-- DATA ROWS start --

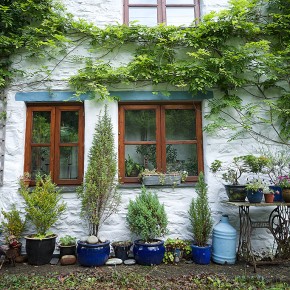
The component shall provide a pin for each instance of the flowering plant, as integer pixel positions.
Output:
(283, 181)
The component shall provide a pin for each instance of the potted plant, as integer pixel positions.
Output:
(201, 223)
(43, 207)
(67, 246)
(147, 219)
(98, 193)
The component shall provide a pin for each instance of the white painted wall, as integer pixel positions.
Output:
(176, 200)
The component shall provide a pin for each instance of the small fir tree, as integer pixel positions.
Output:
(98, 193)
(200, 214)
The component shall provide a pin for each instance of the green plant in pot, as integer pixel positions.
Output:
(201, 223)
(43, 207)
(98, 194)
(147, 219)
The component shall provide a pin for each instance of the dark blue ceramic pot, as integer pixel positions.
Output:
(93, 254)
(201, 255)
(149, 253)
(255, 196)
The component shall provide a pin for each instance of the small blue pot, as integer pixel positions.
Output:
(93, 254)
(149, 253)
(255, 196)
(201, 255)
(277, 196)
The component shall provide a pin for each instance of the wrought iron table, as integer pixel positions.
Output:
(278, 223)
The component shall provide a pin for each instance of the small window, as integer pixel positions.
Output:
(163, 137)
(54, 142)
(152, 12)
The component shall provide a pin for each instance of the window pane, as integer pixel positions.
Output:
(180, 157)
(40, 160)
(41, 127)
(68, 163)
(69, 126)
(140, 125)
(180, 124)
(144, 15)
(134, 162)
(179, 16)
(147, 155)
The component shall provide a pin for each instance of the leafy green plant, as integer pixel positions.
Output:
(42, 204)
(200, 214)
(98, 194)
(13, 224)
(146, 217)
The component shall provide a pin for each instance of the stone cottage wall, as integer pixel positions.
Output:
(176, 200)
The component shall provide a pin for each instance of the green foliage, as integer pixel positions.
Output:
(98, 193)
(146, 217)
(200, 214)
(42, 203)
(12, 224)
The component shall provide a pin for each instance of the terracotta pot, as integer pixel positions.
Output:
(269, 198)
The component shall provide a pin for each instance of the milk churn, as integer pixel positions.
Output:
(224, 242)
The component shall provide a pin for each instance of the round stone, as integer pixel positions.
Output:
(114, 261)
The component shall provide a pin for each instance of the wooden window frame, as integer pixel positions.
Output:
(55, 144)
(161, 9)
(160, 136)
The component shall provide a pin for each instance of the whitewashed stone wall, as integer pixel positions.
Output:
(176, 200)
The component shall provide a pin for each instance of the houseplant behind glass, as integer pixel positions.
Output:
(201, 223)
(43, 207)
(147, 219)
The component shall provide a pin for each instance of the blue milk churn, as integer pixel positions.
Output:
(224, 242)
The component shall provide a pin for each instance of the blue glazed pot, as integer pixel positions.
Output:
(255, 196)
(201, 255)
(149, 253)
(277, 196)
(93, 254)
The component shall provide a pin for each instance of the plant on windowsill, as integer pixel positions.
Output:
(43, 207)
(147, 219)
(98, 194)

-- DATA ROWS end --
-- DATA ROWS start --

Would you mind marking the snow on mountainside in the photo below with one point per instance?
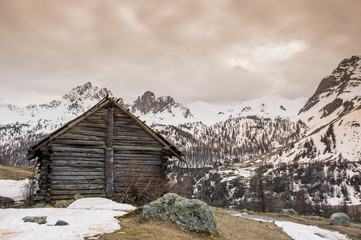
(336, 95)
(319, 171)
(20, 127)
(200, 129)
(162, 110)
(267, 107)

-- DATA ROWS end --

§ WHAT YOU NEED TO DO:
Please select every line in the records above that contains the word "churn".

§ RESPONSE TO THE EXERCISE:
The component shall provide a pin for each instance of the milk churn, as integer pixel positions.
The component shall provide a pin for each instance of the blue milk churn, as integer pixel positions.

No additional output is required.